Support Questions
Find answers, ask questions, and share your expertise
Announcements
Alert: Welcome to the Unified Cloudera Community. Former HCC members be sure to read and learn how to activate your account here.

Import from SQL Server, data types not converted properly

Import from SQL Server, data types not converted properly

Expert Contributor

Stack : Installed HDP-2.3.2.0-2950 using Ambari 2.1

Objective :

  1. Import tables from SQL Server onto HDFS in Avro format
  2. Create EXTERNAL Hive Avro(SerDe) tables which have all the data
  3. Create EXTERNAL Hive ORC tables and insert into ORC select * from Avro tables
  4. Drop the Avro tables and perform testing on the ORC tables

One of the tables :

ECU_DTC_ID			int
DTC_CDE				nchar(20)
ECU_NAME			nvarchar(15)
ECU_FAMILY_NAME		nvarchar(15)
DTC_DESC			nvarchar(MAX)

EXTRACTED RECORDS:
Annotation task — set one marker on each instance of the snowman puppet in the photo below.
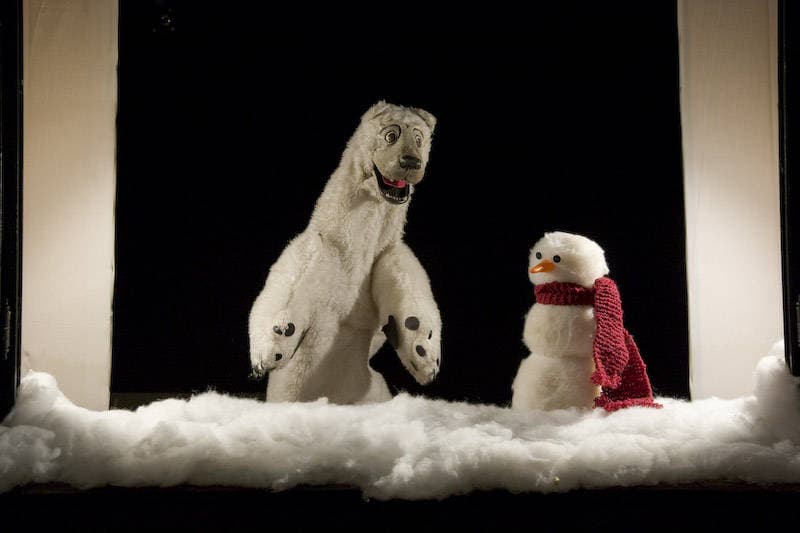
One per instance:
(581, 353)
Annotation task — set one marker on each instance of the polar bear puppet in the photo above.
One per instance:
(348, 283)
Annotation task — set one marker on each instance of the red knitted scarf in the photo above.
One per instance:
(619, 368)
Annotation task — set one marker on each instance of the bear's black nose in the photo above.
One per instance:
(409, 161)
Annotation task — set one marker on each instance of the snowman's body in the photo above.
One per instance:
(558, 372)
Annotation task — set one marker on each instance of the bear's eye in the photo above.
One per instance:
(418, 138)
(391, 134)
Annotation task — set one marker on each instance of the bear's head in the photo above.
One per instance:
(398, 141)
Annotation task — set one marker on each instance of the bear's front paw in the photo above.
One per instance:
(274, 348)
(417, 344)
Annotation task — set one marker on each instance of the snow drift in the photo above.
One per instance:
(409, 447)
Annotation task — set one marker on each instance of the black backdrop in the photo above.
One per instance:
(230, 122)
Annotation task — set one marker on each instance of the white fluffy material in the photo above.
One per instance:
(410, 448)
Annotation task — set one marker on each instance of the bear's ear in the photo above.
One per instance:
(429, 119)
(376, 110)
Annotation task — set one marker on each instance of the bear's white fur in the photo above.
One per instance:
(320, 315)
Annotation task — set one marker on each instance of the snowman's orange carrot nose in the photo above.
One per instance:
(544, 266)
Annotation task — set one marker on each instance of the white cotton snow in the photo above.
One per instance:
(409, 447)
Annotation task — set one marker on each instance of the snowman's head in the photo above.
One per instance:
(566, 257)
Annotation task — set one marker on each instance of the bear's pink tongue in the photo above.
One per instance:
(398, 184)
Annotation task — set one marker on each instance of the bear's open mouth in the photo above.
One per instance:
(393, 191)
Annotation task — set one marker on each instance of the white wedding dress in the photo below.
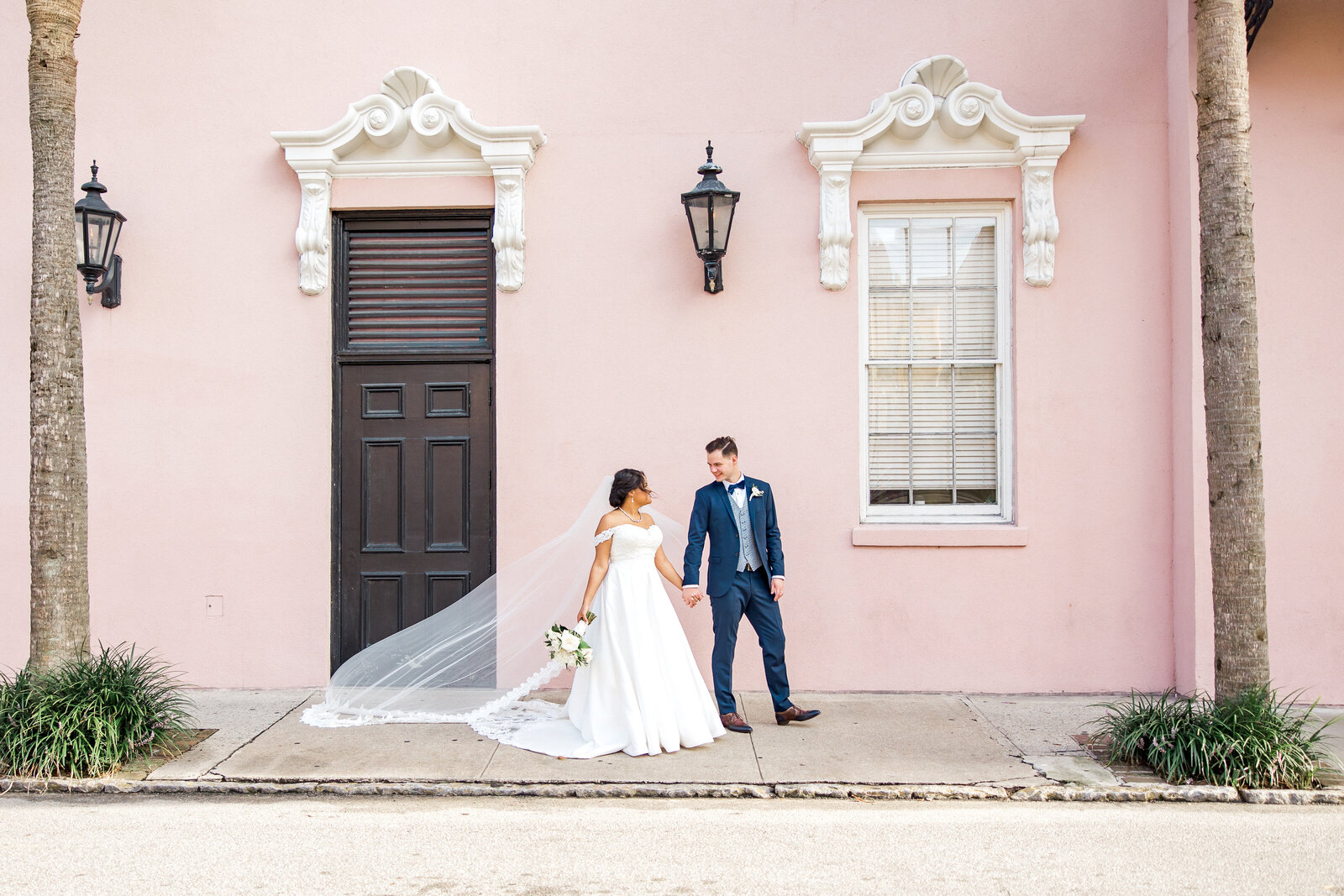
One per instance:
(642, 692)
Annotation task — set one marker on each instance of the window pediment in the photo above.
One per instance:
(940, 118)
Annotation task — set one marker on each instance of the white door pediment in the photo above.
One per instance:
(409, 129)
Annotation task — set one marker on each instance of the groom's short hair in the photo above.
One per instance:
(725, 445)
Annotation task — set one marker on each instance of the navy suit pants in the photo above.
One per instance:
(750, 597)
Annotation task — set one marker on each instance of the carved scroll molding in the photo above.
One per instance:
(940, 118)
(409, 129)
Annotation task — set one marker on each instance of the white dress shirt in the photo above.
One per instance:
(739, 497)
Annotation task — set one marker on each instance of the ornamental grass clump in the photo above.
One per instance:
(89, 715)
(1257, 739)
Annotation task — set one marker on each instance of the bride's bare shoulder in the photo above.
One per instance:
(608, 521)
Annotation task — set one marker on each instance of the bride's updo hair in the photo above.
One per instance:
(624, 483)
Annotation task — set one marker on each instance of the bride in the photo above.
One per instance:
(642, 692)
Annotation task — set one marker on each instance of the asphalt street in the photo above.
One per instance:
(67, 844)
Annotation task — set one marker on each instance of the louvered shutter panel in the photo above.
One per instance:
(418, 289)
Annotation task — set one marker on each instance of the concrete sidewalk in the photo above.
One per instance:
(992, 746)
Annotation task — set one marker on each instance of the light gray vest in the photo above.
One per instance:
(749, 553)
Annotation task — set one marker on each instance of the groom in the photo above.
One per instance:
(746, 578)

WRITTEN EXERCISE:
List every column of the SQL Server table in the forum post, each with its data type.

SOLUTION TO THIS TASK:
ECU_DTC_ID: int
DTC_CDE: nchar(20)
ECU_NAME: nvarchar(15)
ECU_FAMILY_NAME: nvarchar(15)
DTC_DESC: nvarchar(MAX)